■ **Requirements**: Please print the lines below word for word, with nothing changed, added or left out.

■ **Material supplied**:
— begin —

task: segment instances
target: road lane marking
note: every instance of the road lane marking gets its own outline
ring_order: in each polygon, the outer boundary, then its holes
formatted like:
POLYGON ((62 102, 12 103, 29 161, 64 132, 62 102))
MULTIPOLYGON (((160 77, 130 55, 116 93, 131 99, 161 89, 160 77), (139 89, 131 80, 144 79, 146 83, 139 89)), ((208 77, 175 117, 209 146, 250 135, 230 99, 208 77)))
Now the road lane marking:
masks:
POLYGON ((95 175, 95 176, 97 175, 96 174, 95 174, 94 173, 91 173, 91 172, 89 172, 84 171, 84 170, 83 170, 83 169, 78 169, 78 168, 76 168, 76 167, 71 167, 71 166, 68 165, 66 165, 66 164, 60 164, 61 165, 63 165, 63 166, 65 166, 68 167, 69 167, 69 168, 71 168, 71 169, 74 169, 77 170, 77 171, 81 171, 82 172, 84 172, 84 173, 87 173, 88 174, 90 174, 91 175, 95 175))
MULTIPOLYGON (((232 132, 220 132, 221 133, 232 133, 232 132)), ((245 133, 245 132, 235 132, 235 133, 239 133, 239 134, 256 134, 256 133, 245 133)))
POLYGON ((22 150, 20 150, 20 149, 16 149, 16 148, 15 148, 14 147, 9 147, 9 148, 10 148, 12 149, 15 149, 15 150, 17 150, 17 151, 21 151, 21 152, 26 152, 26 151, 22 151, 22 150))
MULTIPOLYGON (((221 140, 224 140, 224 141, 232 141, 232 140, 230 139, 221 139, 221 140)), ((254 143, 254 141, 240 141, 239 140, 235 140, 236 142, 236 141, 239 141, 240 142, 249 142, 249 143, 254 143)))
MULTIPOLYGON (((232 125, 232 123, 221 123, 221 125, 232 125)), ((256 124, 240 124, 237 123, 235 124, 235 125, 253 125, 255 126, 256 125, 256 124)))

— end —

■ **Task output**:
task: segment instances
target: road lane marking
note: every instance of the road lane marking gets its own outline
ring_order: in each polygon, the outer boundary, then its holes
formatted like:
POLYGON ((62 102, 12 103, 29 161, 64 132, 62 102))
MULTIPOLYGON (((160 77, 130 55, 116 93, 131 99, 161 89, 160 77), (139 89, 131 80, 144 79, 146 83, 139 89)), ((208 77, 175 117, 209 146, 250 135, 230 99, 208 77)))
Now the road lane marking:
masks:
POLYGON ((95 175, 95 176, 97 175, 96 174, 95 174, 94 173, 91 173, 91 172, 89 172, 84 171, 84 170, 83 170, 83 169, 78 169, 78 168, 76 168, 76 167, 71 167, 71 166, 68 165, 66 165, 66 164, 60 164, 61 165, 63 165, 63 166, 65 166, 68 167, 69 167, 69 168, 71 168, 71 169, 74 169, 77 170, 77 171, 81 171, 82 172, 84 172, 84 173, 87 173, 88 174, 90 174, 91 175, 95 175))
MULTIPOLYGON (((232 132, 220 132, 221 133, 232 133, 232 132)), ((245 133, 245 132, 235 132, 235 133, 239 133, 239 134, 256 134, 256 133, 245 133)))
POLYGON ((22 150, 20 150, 20 149, 16 149, 16 148, 15 148, 14 147, 9 147, 9 148, 10 148, 12 149, 15 149, 15 150, 17 150, 17 151, 21 151, 21 152, 26 152, 26 151, 22 151, 22 150))
MULTIPOLYGON (((221 140, 224 140, 224 141, 232 141, 232 140, 230 139, 221 139, 221 140)), ((254 143, 254 141, 240 141, 239 140, 235 140, 236 142, 236 141, 239 141, 240 142, 249 142, 249 143, 254 143)))
MULTIPOLYGON (((232 125, 232 123, 221 123, 221 125, 232 125)), ((256 124, 240 124, 237 123, 235 124, 235 125, 253 125, 255 126, 256 125, 256 124)))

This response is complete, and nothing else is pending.